* _Exercise goal_: Give every line below again, exactly.
··· Materials provided ···
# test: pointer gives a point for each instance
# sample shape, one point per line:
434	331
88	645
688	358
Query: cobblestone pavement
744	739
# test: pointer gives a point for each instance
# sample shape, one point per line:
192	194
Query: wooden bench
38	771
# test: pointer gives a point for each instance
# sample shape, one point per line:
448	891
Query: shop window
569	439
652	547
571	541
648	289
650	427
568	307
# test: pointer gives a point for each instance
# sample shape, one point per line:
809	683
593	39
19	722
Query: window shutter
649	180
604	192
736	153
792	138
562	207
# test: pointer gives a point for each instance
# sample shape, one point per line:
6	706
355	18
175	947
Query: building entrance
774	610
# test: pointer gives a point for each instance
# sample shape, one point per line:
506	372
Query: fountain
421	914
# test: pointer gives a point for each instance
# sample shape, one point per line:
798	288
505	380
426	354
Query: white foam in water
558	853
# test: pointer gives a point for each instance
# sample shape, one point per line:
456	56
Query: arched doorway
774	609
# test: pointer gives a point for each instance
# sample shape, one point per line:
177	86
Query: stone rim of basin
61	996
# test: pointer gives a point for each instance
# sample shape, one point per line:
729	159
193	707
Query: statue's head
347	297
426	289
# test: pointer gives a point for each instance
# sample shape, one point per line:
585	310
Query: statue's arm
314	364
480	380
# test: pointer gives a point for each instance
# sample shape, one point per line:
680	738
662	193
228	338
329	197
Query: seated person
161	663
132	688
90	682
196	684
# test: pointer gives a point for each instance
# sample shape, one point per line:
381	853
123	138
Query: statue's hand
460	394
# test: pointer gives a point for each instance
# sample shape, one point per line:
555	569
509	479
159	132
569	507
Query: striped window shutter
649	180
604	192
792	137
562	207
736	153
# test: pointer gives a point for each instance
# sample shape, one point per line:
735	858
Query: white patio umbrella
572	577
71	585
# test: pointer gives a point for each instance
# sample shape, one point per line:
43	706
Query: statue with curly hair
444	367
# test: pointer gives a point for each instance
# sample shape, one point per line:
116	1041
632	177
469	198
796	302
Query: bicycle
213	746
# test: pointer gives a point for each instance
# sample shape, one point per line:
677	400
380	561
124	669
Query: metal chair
···
* _Task solution_:
# test: pointer gives a point for each instance
# sample shape, one point per line:
434	331
88	645
688	358
Query: cobblestone pavement
744	739
# test: pointer gives a point for each instance
# sample shape, one point per line:
192	194
Query: wooden bench
38	771
# test: pointer gives a point for each instance
# sample shape, one point per line:
448	891
Query: shop window
569	439
652	547
571	541
648	289
650	427
568	307
# test: pointer gives a point for each instance
# sample shape, one point per line:
809	683
593	39
19	722
Query: window shutter
649	180
604	192
736	153
792	138
562	207
# test: pointer gives a point for each instance
# sample shape, one point per line:
6	706
355	18
175	947
Query: building entrance
774	610
# test: pointer gives a point for each instance
# sample shape, one point per line:
506	372
Query: fountain
421	914
# test: pointer gives a point for each instance
# sample shape, one point per line:
798	288
505	380
426	354
Query: white foam in water
558	853
# test: pointer gives a point for each instance
# sample shape, one point per line:
456	56
Query: arched doorway
774	609
# test: pointer gives a point for each instance
# sample shape, one point per line:
177	86
Query: stone rim of basin
61	996
# test: pointer gives a point for each instance
# sample shape, one point per line:
729	159
193	707
Query: statue's head
347	297
426	289
# test: pointer gives a point for each instance
# sample shape, one point per line:
585	310
Query: statue's arm
314	364
480	380
# test: pointer gives a point for each instance
# sample shape, one point per line:
680	738
662	193
228	338
329	197
Query: seated person
161	663
132	688
90	682
196	684
# test: pointer gives a point for each instance
# sample shape, one point per line:
381	853
123	138
Query: statue's hand
460	394
# test: pointer gives a point for each instance
# sample shape, one point per line:
555	569
509	479
159	132
569	507
Query: striped window shutter
649	180
604	192
792	137
562	207
736	153
# test: pointer gives a point for each instance
# sample shape, one point per line:
735	858
Query: white patio umbrella
572	577
71	585
# test: pointer gives a point for each instance
# sample shape, one point per line:
43	706
Query: statue with curly hair
444	367
# test: pointer gives a point for each instance
# sample shape, one point per line:
116	1041
632	177
469	198
796	302
Query: bicycle
213	746
# test: pointer gives a point for each instance
# sample shape, one point per line:
677	400
380	561
124	669
Query: metal chair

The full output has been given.